> [Written request]: Copy the records below word for word, leaving out the pictures.

>>>>>

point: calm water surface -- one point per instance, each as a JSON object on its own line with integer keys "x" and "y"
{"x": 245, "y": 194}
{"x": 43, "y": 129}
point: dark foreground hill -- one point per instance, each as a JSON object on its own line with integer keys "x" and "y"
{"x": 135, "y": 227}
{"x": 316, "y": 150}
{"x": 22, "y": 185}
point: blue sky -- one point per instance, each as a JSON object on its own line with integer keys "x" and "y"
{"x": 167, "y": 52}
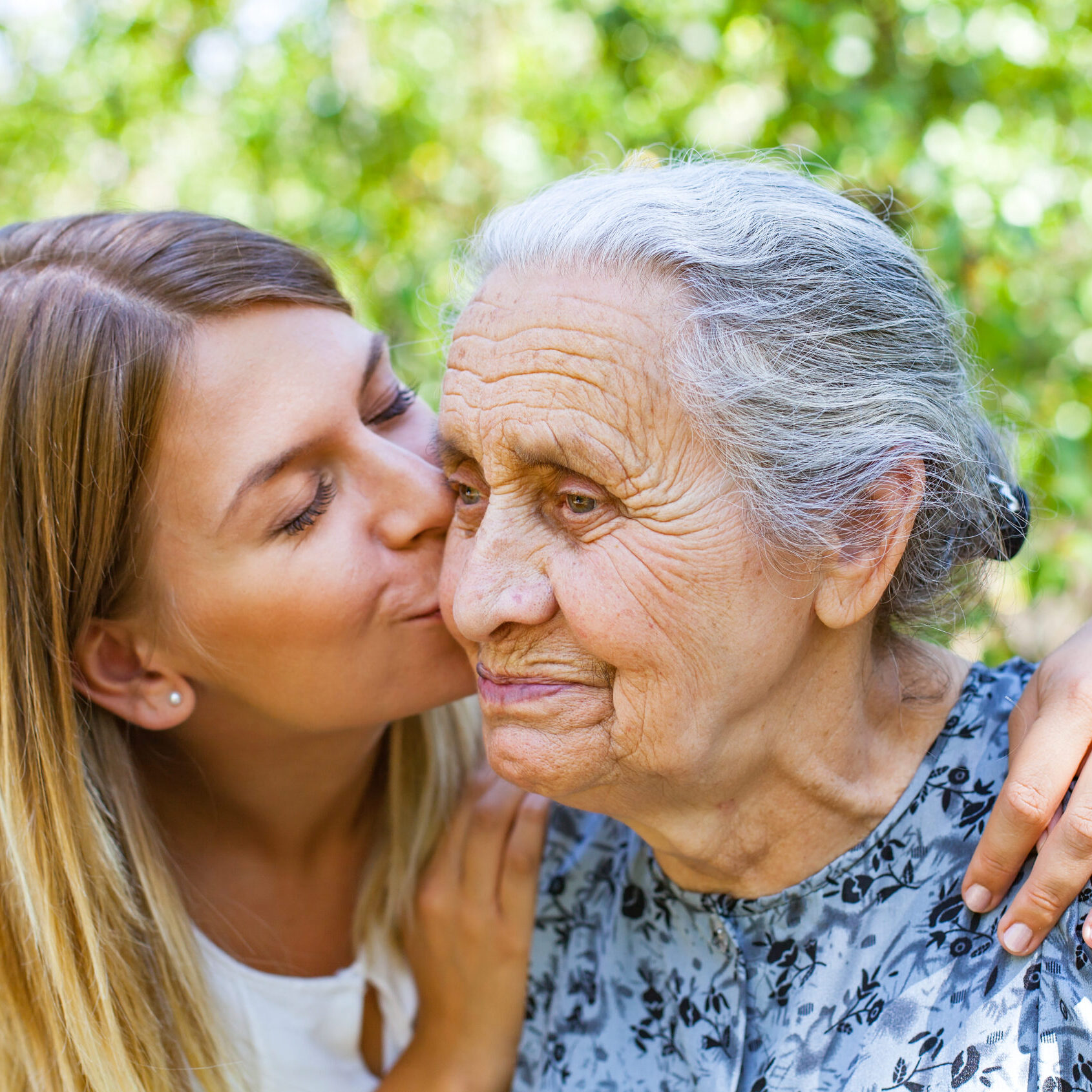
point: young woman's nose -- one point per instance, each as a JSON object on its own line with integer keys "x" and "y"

<<<<<

> [The output]:
point: calm water surface -- one point per instance, each as a JSON object on its own line with integer keys "x" and "y"
{"x": 245, "y": 194}
{"x": 43, "y": 129}
point: dark foreground hill -- one point per instance, each as a JSON object on its own line with integer keys "x" and "y"
{"x": 135, "y": 227}
{"x": 316, "y": 150}
{"x": 22, "y": 185}
point: blue sky -- one point per instance, each as a JSON object on its own line with integer keys "x" and "y"
{"x": 167, "y": 52}
point: young woman's nose -- one point per instance, each as a JSON object on its own line with integer keys "x" and "y"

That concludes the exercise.